THE PROBLEM>
Transcribe the material below exactly as it appears.

TASK MATERIAL>
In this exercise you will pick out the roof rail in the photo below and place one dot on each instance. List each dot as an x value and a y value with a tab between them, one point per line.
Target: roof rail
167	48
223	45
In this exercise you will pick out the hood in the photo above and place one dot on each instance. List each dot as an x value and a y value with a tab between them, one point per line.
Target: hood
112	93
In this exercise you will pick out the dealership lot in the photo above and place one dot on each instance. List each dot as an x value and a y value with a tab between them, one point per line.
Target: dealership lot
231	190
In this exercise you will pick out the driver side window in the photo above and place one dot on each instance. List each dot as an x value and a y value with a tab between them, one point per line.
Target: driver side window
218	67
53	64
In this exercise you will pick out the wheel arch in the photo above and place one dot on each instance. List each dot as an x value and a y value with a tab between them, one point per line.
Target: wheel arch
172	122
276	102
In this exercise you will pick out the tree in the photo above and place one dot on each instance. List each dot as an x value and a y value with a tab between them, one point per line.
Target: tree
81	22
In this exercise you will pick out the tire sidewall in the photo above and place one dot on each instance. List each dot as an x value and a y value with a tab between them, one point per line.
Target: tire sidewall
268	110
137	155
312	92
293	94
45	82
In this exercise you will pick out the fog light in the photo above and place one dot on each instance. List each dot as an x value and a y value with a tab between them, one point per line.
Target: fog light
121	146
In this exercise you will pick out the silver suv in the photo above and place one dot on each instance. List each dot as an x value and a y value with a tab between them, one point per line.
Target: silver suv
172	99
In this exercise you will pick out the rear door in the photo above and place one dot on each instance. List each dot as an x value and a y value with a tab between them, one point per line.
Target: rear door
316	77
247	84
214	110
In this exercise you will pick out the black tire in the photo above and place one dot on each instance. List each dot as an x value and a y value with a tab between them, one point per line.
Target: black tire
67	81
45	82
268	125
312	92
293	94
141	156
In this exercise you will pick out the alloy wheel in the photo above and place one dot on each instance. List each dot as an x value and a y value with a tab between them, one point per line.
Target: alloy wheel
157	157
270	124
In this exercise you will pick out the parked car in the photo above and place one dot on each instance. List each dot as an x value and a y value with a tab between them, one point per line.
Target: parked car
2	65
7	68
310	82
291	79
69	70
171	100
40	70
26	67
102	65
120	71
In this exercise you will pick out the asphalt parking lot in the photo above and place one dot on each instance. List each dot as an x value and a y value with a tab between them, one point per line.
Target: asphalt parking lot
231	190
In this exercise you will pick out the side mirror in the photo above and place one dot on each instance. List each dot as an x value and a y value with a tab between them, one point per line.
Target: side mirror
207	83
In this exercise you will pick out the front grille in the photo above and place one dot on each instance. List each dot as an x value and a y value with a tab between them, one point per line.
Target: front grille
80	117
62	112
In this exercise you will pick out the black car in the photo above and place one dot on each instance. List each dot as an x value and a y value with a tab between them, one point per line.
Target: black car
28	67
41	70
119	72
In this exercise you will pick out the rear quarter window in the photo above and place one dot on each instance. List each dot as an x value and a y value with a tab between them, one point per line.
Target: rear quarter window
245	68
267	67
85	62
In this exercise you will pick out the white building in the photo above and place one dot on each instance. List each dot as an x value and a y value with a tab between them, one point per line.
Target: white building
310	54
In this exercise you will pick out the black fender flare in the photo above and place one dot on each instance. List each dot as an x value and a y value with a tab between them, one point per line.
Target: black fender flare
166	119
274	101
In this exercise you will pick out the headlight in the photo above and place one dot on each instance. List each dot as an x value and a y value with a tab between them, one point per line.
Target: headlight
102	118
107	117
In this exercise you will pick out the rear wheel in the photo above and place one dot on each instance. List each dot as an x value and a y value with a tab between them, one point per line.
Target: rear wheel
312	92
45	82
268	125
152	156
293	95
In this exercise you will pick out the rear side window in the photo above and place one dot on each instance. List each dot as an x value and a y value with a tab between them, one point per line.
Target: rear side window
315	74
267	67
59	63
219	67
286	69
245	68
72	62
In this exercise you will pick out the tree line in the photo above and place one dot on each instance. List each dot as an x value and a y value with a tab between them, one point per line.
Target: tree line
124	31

WRITTEN RESPONSE>
In this exercise you will pick out the roof rail in the photo below and place one dot on each instance. List each dot as an x value and a y value with a tab between them, one point per line.
Target: roof rail
167	48
223	45
In this exercise you will pick out the hood in the photo above and place one dot on each instance. List each dot as an x value and a y value with a tab between them, one point per line.
Target: hood
112	93
In this exercise you will pick out the dealership lot in the photo above and place one dot on each instance. List each dot as an x value and a y value with a tab between them, one point per line.
Target: dealership lot
231	190
In this exercise you will pick out the driver side window in the photo above and place one dot on each instance. List each dot as an x value and a y value with a tab between them, one point per line.
Target: driver side window
218	67
53	64
In this exercise you will pick out the wheel arch in the photo above and place one dot on each instance. List each dot as an x value and a y value with a tab between them, one point per line.
Target: wheel arch
172	122
276	102
In this exercise you will pick out the tree in the photo above and place one dot on each instance. List each dot as an x value and a y value with a tab between them, one point per line.
Target: tree
81	22
In this exercise you will pick out the tire sidewall in the photo above and place one dot on each instance. List each dot as an x value and a y value with a tab between them, one point per line.
Target: tire sidewall
268	110
137	155
312	92
293	94
45	82
In this exercise you will pick out the fog light in the photo above and place one dot on each instance. List each dot as an x value and a y value with a tab between them, one point per line.
Target: fog light
121	146
In this exercise you will pick out the silver suv in the photo above and place one dot on each instance. List each dot as an x value and a y value with a tab between them, one point per line.
Target: silver suv
172	99
In this exercise you will pick out the rear door in the photo above and place one dot on each instance. List each dot as an x value and a y value with a tab between them, one point per line.
Target: rear door
316	77
247	84
214	110
In this exercise you will pick out the black tire in the photo above and place one dot on each instance. List each dot as an x value and a y value with a tab between them, one point per line.
Target: black tire
67	81
45	82
268	125
312	92
293	94
141	156
In this exercise you will pick out the alloy wheel in the photo above and place one dot on each instance. List each dot as an x value and a y value with a tab between them, one point per line.
Target: alloy wheel
157	157
270	124
In this exercise you will pick out the parked car in the photo above and place one dot on each instance. List each dot as an x value and a y value with a tab between them, one point per line.
Target: parked car
2	65
7	68
310	82
291	79
69	70
171	100
40	70
26	67
102	65
120	71
In this exercise you will pick out the asphalt parking lot in the photo above and place one dot on each instance. List each dot as an x value and a y value with a tab between them, one point per line.
Target: asphalt parking lot
231	190
In this exercise you will pick out the side mirror in the photo above and place one dot on each instance. List each dot as an x value and a y value with a tab between them, one point per line.
Target: side mirror
207	83
In this exercise you will pick out the front grille in the photo above and place one dot on each instance. List each dot as an x value and a y value with a tab between them, one point per line.
Target: front grille
80	117
62	112
In this exercise you will pick out the black car in the photo above and place one dot on each instance. List each dot as an x value and a y value with a tab between them, one point per line.
Target: black car
28	67
41	70
119	72
In this exercise you will pick out the rear quarter window in the photo above and place one dot on each instance. List each dot as an x value and a y value with a tab between them, one point per line.
Target: rear quarter window
245	68
267	67
85	62
In this exercise you will pick out the white building in the photo above and place one dot on each instance. List each dot as an x value and a y value with a tab between them, one point per line.
Target: white building
310	54
In this exercise you will pick out the black fender flare in the photo above and place one dot on each instance. List each dot as an x value and a y value with a tab between them, one point per line.
Target: black fender flare
166	119
274	101
In this exercise you will pick out the headlight in the photo above and place one dot on each instance. List each dot as an x value and a y value with a tab between them, one point per line.
Target: headlight
102	118
107	117
In this exercise you will pick out the rear wheel in the photo above and place one dot on each instance. List each dot as an x value and a y value with a tab between them, one point per line.
Target: rear wheel
312	92
45	82
268	125
152	156
293	95
In this exercise you will pick out the rear side window in the photo above and place one dot on each instance. List each dot as an x value and a y value with a tab between them, one point per line.
Target: rear side window
315	74
267	67
59	63
219	67
286	69
245	68
72	62
In this exercise you will pick out the tree line in the photo above and place one dot on each instance. List each dot as an x value and a y value with a tab between them, one point per line.
Target: tree line
124	31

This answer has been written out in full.